> _What this task involves_: Whenever the string "Indicate" turns up in a line of the data below, copy that line.
------ Source material ------
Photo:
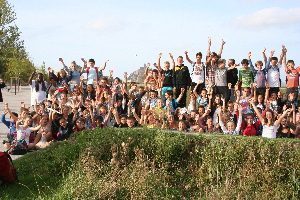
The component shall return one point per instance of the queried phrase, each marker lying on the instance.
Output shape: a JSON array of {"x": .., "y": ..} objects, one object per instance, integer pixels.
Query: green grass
[{"x": 155, "y": 164}]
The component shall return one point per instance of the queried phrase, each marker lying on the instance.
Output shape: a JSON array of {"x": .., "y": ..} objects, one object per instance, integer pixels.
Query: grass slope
[{"x": 155, "y": 164}]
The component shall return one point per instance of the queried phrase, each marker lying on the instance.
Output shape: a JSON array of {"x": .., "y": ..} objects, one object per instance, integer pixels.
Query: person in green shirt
[{"x": 246, "y": 76}]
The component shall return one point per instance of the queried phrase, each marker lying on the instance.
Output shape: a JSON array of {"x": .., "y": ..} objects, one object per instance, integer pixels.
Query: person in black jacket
[
  {"x": 2, "y": 85},
  {"x": 181, "y": 79}
]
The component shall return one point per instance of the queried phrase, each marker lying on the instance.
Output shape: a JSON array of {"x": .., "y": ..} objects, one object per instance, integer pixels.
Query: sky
[{"x": 131, "y": 33}]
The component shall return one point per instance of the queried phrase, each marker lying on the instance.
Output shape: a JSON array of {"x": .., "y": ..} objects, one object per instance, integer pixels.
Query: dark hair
[
  {"x": 92, "y": 60},
  {"x": 37, "y": 86},
  {"x": 201, "y": 106},
  {"x": 232, "y": 60},
  {"x": 221, "y": 61},
  {"x": 229, "y": 102},
  {"x": 259, "y": 63},
  {"x": 214, "y": 54},
  {"x": 274, "y": 58},
  {"x": 199, "y": 54},
  {"x": 169, "y": 92},
  {"x": 290, "y": 62},
  {"x": 245, "y": 61}
]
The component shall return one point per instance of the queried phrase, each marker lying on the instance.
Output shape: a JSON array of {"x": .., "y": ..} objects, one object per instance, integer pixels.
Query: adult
[
  {"x": 38, "y": 88},
  {"x": 198, "y": 72},
  {"x": 167, "y": 75},
  {"x": 2, "y": 85},
  {"x": 182, "y": 79},
  {"x": 73, "y": 73}
]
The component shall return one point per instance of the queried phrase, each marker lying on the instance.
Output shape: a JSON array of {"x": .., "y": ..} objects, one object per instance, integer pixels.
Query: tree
[{"x": 14, "y": 59}]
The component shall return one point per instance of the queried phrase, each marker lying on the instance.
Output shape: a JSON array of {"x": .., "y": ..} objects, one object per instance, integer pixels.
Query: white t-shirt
[
  {"x": 37, "y": 96},
  {"x": 269, "y": 131},
  {"x": 198, "y": 73},
  {"x": 92, "y": 75},
  {"x": 23, "y": 134},
  {"x": 273, "y": 77}
]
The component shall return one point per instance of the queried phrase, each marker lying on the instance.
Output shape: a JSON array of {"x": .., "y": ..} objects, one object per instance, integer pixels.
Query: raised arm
[
  {"x": 187, "y": 57},
  {"x": 221, "y": 48}
]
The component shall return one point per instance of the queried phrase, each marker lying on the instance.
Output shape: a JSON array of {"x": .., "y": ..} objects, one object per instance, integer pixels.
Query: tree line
[{"x": 14, "y": 60}]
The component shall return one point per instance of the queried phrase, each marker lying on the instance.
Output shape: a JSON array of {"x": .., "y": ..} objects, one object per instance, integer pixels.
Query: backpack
[
  {"x": 88, "y": 71},
  {"x": 8, "y": 173}
]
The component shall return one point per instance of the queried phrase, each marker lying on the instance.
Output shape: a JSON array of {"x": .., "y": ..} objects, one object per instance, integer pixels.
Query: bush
[{"x": 143, "y": 163}]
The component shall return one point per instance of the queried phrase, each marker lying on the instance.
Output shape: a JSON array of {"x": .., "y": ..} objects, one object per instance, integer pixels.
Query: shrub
[{"x": 143, "y": 163}]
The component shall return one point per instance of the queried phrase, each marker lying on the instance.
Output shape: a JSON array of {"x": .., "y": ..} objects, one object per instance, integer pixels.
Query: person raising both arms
[
  {"x": 167, "y": 75},
  {"x": 93, "y": 73},
  {"x": 198, "y": 72}
]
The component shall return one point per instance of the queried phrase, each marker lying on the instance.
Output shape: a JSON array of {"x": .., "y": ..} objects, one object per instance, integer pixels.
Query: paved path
[{"x": 14, "y": 102}]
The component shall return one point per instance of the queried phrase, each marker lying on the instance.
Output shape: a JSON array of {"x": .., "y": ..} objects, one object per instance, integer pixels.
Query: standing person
[
  {"x": 259, "y": 75},
  {"x": 273, "y": 72},
  {"x": 232, "y": 77},
  {"x": 221, "y": 79},
  {"x": 93, "y": 73},
  {"x": 2, "y": 85},
  {"x": 292, "y": 76},
  {"x": 198, "y": 72},
  {"x": 212, "y": 64},
  {"x": 245, "y": 75},
  {"x": 182, "y": 79},
  {"x": 73, "y": 73},
  {"x": 38, "y": 88},
  {"x": 167, "y": 75}
]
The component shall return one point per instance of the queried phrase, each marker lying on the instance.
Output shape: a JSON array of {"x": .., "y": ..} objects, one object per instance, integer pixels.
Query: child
[
  {"x": 11, "y": 124},
  {"x": 245, "y": 75},
  {"x": 198, "y": 72},
  {"x": 167, "y": 75},
  {"x": 292, "y": 76},
  {"x": 273, "y": 72},
  {"x": 230, "y": 128},
  {"x": 270, "y": 126},
  {"x": 171, "y": 103},
  {"x": 65, "y": 130},
  {"x": 259, "y": 74}
]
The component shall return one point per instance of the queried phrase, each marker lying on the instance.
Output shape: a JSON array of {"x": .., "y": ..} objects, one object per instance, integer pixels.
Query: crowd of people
[{"x": 213, "y": 96}]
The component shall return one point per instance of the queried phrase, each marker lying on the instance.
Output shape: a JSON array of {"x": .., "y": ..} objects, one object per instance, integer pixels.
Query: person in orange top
[{"x": 292, "y": 75}]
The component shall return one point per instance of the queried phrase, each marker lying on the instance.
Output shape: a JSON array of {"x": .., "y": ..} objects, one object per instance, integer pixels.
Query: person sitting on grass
[{"x": 230, "y": 127}]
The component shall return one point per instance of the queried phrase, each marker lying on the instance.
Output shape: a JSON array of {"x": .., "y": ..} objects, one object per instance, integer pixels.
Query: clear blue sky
[{"x": 130, "y": 33}]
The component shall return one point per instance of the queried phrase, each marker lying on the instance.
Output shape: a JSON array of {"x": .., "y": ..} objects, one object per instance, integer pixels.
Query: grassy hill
[{"x": 155, "y": 164}]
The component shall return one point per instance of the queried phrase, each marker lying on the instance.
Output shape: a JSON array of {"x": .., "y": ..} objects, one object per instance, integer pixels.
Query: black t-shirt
[
  {"x": 168, "y": 80},
  {"x": 232, "y": 76}
]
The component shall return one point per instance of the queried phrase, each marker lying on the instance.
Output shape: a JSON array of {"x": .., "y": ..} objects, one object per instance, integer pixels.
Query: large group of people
[{"x": 210, "y": 96}]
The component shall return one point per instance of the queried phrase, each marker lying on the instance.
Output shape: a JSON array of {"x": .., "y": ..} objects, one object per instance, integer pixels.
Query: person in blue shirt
[{"x": 10, "y": 124}]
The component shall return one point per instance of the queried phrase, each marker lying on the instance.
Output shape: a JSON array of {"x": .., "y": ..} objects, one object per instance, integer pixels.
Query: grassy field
[{"x": 155, "y": 164}]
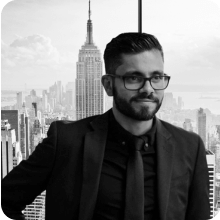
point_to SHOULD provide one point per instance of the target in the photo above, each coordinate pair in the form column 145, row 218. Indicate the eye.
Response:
column 133, row 79
column 157, row 77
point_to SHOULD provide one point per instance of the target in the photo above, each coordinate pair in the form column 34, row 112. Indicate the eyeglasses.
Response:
column 132, row 82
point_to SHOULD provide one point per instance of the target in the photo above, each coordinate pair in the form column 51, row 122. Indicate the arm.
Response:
column 26, row 181
column 198, row 201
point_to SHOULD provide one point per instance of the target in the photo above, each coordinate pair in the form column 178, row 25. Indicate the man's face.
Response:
column 142, row 104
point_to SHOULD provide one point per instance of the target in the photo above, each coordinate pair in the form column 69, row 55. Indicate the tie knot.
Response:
column 139, row 143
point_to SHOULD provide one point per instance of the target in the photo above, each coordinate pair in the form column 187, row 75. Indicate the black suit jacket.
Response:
column 68, row 165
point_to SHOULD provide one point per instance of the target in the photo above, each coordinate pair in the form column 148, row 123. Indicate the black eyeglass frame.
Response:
column 145, row 79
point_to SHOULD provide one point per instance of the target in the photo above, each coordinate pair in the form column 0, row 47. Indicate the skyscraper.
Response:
column 8, row 139
column 23, row 136
column 20, row 100
column 187, row 125
column 89, row 91
column 13, row 119
column 201, row 124
column 211, row 168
------
> _Task response_:
point_to SHOULD provide one point per instance of the target in the photo above, each coordinate pair in the form column 145, row 218. Indicate the eye.
point_to SHOULD provide one point per instance of the target in the photo above, each coordinate pair in the form column 34, row 112. Indicate the eyeglasses.
point_to SHOULD provide one point per instance of the target in the photo above, each coordinate pair in the form column 51, row 122. Indicate the arm.
point_to SHOULD provide one point per instance of the target in the photo above, each coordinate pair in the form column 178, row 25. Indicate the man's face.
point_to SHOULD provide one point per instance of the target in the photo above, each coordinate pair in the form column 69, row 55. Indicate the tie knot.
point_to SHOULD provide one point per instance of the target in the photo above, each coordinate pair in the form column 187, row 75. Indicate the black suit jacket.
point_to SHOULD provide one point per instance of the target in the photo above, each coordinate pair in the form column 148, row 123. Indicate the black eyeglass frame.
point_to SHOULD provide one point per instance of the target in the photo above, each coordinate pair in the form column 0, row 47. Indicate the skyscraper.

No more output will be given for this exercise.